Which of the lines below mention the word "positive"? Pull each one out.

### Stored items
---+---
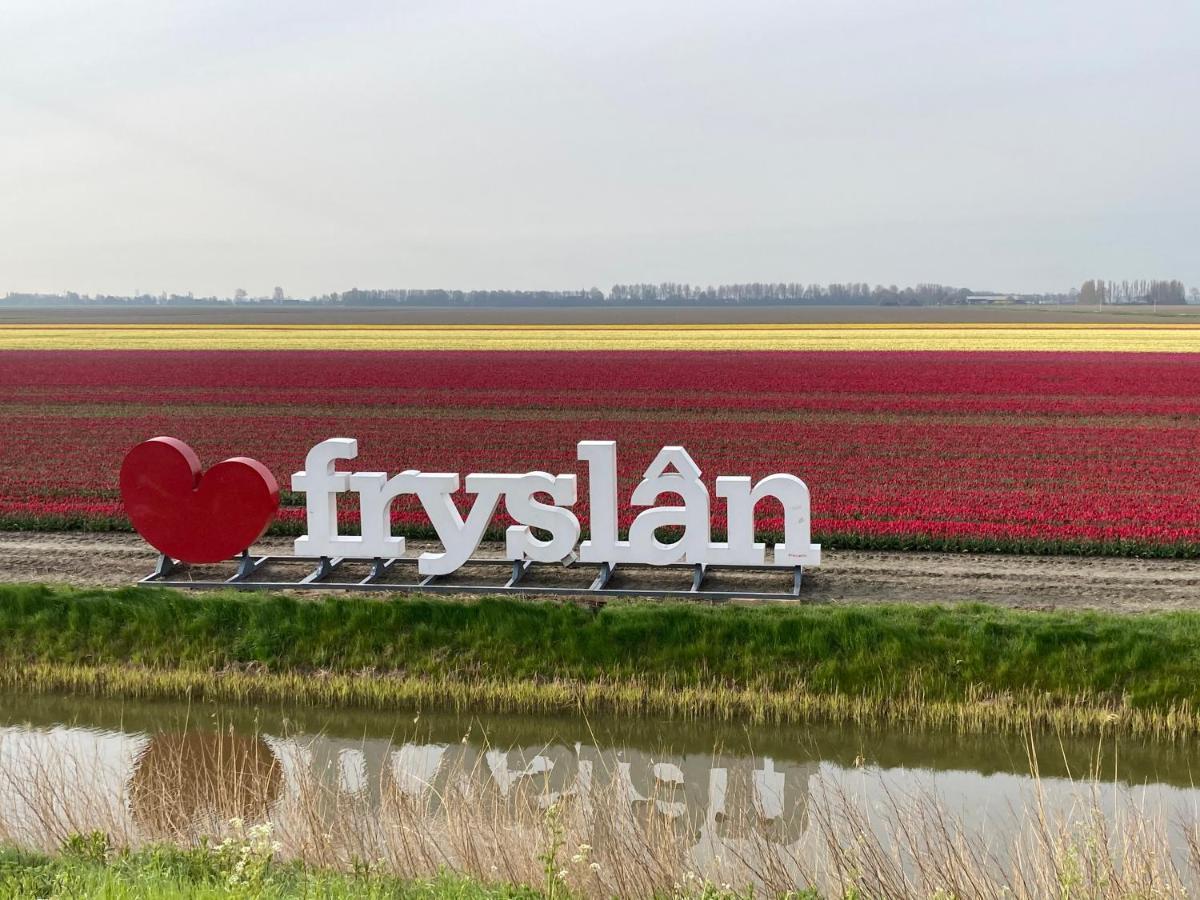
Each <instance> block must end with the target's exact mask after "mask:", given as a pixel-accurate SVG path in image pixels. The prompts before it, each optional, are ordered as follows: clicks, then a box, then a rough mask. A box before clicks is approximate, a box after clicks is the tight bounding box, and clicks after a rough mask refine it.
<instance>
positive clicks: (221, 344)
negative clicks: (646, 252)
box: [0, 323, 1200, 353]
mask: <svg viewBox="0 0 1200 900" xmlns="http://www.w3.org/2000/svg"><path fill="white" fill-rule="evenodd" d="M28 349H41V350H85V349H94V350H101V349H104V350H133V349H145V350H162V349H186V350H211V349H227V350H233V349H256V350H266V349H294V350H300V349H302V350H322V349H324V350H541V352H553V350H1009V352H1022V350H1043V352H1046V350H1050V352H1061V350H1073V352H1096V350H1102V352H1110V350H1122V352H1153V353H1195V352H1200V325H1188V324H1166V325H1159V324H1128V323H1122V324H1105V325H1090V324H1079V325H1076V324H1069V323H1068V324H1061V323H1036V324H967V325H961V324H955V325H947V324H931V323H928V324H899V325H898V324H772V325H698V324H679V325H196V324H193V325H178V324H170V325H163V324H137V325H96V324H90V325H85V324H64V325H6V326H5V329H4V330H2V331H0V350H28Z"/></svg>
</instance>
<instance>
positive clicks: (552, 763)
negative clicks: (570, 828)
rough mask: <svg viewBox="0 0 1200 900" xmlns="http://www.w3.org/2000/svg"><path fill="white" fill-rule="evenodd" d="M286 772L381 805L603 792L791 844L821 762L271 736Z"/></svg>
mask: <svg viewBox="0 0 1200 900" xmlns="http://www.w3.org/2000/svg"><path fill="white" fill-rule="evenodd" d="M270 744H271V746H272V750H274V752H275V754H276V756H277V757H278V760H280V763H281V768H282V770H283V773H284V781H286V782H287V784H289V785H292V786H293V787H292V788H290V790H293V791H295V790H299V788H298V786H299V785H300V784H301V782H304V781H305V780H306V779H316V780H317V781H318V782H320V784H324V785H326V786H329V787H330V788H331V790H332V791H335V792H337V793H343V794H346V796H349V797H354V798H358V799H359V800H360V802H366V803H368V804H372V805H380V804H383V803H384V802H385V800H386V797H388V794H389V792H395V793H397V794H400V796H403V797H406V798H408V799H418V800H422V802H426V803H427V804H428V805H430V809H431V810H436V809H437V808H438V806H440V804H442V803H443V802H444V799H445V798H446V797H448V796H457V797H458V798H461V799H469V800H476V802H481V800H484V799H486V798H488V797H491V798H493V799H500V800H503V802H505V803H506V804H509V805H510V806H511V805H512V804H526V805H528V806H530V808H534V809H542V810H544V809H546V808H548V806H550V805H551V804H563V803H566V804H574V805H577V806H581V808H583V809H588V808H589V806H590V805H592V804H594V803H596V802H598V800H599V798H600V797H601V796H606V797H612V796H617V797H619V798H622V799H623V800H624V803H625V804H626V805H628V809H629V811H630V812H632V814H634V817H635V820H641V821H650V820H656V821H660V822H664V823H667V824H671V826H672V827H673V828H676V829H677V830H678V832H680V833H688V834H691V835H694V836H695V839H697V840H698V839H700V838H701V836H702V835H704V834H706V833H707V834H708V836H709V838H714V839H715V838H725V836H727V835H728V834H737V833H742V834H744V833H745V832H746V828H745V824H746V823H754V826H755V828H756V830H757V832H758V833H760V834H766V835H767V836H768V838H769V839H770V840H773V841H778V842H781V844H788V842H792V841H794V840H797V839H798V838H799V836H800V834H802V832H803V830H804V827H805V824H806V804H808V796H809V779H810V778H812V775H815V774H816V772H817V766H816V763H812V762H803V763H785V762H779V761H775V760H772V758H770V757H766V758H762V760H754V758H745V757H724V758H722V757H714V756H713V754H712V752H707V754H683V755H672V756H655V755H652V754H648V752H646V751H642V750H629V749H624V750H616V749H599V748H595V746H590V745H587V744H575V745H574V746H565V745H562V744H554V745H540V746H536V748H514V749H509V750H500V749H496V748H480V746H475V745H472V744H464V743H455V744H403V745H401V746H396V745H395V744H392V743H390V742H386V740H365V742H352V740H337V739H329V738H314V739H305V738H294V739H288V740H275V739H271V740H270Z"/></svg>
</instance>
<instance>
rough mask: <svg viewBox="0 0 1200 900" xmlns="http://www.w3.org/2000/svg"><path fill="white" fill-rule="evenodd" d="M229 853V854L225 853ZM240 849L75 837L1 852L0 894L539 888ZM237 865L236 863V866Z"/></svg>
mask: <svg viewBox="0 0 1200 900" xmlns="http://www.w3.org/2000/svg"><path fill="white" fill-rule="evenodd" d="M230 850H232V851H233V852H229V851H230ZM241 850H242V848H241V847H224V848H214V850H209V848H192V850H181V848H176V847H170V846H157V847H150V848H145V850H139V851H136V852H128V851H124V852H113V851H110V850H108V847H107V846H106V844H104V841H103V840H102V838H100V836H98V835H97V836H94V838H76V839H73V840H71V841H68V842H67V846H66V847H64V852H62V853H60V854H58V856H53V857H50V856H44V854H41V853H28V852H23V851H18V850H0V895H2V896H6V898H84V896H103V898H107V899H108V900H143V899H144V900H164V899H166V900H170V898H247V900H248V899H250V898H253V899H254V900H274V898H323V899H324V900H342V899H343V898H344V899H346V900H350V899H352V898H353V899H354V900H358V899H359V898H365V899H366V900H372V899H379V900H382V899H383V898H389V899H390V898H396V900H400V899H401V898H402V899H403V900H440V899H442V898H454V899H455V900H518V899H524V898H529V899H532V898H539V896H544V893H542V892H539V890H536V889H534V888H528V887H516V886H509V884H484V883H481V882H478V881H473V880H470V878H467V877H460V876H451V875H444V876H440V877H437V878H426V880H414V878H397V877H395V876H390V875H383V874H376V872H372V871H371V870H370V869H362V870H360V871H358V872H353V874H346V872H336V871H325V870H320V869H312V868H310V866H306V865H302V864H299V863H295V864H278V863H274V862H272V860H271V859H270V857H269V856H266V854H259V853H254V852H253V848H251V852H250V853H242V852H241ZM239 864H240V868H239Z"/></svg>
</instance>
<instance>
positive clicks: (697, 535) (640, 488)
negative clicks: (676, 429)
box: [629, 446, 710, 565]
mask: <svg viewBox="0 0 1200 900" xmlns="http://www.w3.org/2000/svg"><path fill="white" fill-rule="evenodd" d="M670 469H674V470H673V472H671V470H670ZM700 474H701V473H700V467H698V466H697V464H696V462H695V461H694V460H692V458H691V456H689V455H688V451H686V450H684V449H683V448H682V446H665V448H662V449H661V450H660V451H659V455H658V456H655V457H654V462H652V463H650V464H649V467H647V469H646V473H644V474H643V475H642V481H641V484H638V485H637V487H635V488H634V494H632V497H630V502H631V503H632V504H634V505H635V506H653V509H648V510H646V511H644V512H640V514H638V516H637V518H635V520H634V523H632V524H631V526H630V527H629V544H630V547H631V553H630V556H631V557H632V558H631V559H630V560H629V562H631V563H649V564H650V565H670V564H671V563H680V562H683V563H703V562H707V551H708V539H709V524H710V522H709V517H708V487H707V486H706V485H704V482H703V481H701V480H700ZM665 493H673V494H677V496H678V497H680V498H682V499H683V505H682V506H654V504H655V503H658V500H659V497H661V496H662V494H665ZM668 526H673V527H677V528H683V536H680V538H679V540H676V541H671V542H668V544H665V542H662V541H660V540H659V539H658V536H656V535H655V532H656V530H658V529H659V528H664V527H668Z"/></svg>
---+---
### Answer for the task
positive clicks: (221, 344)
positive clicks: (552, 763)
positive clicks: (697, 535) (640, 488)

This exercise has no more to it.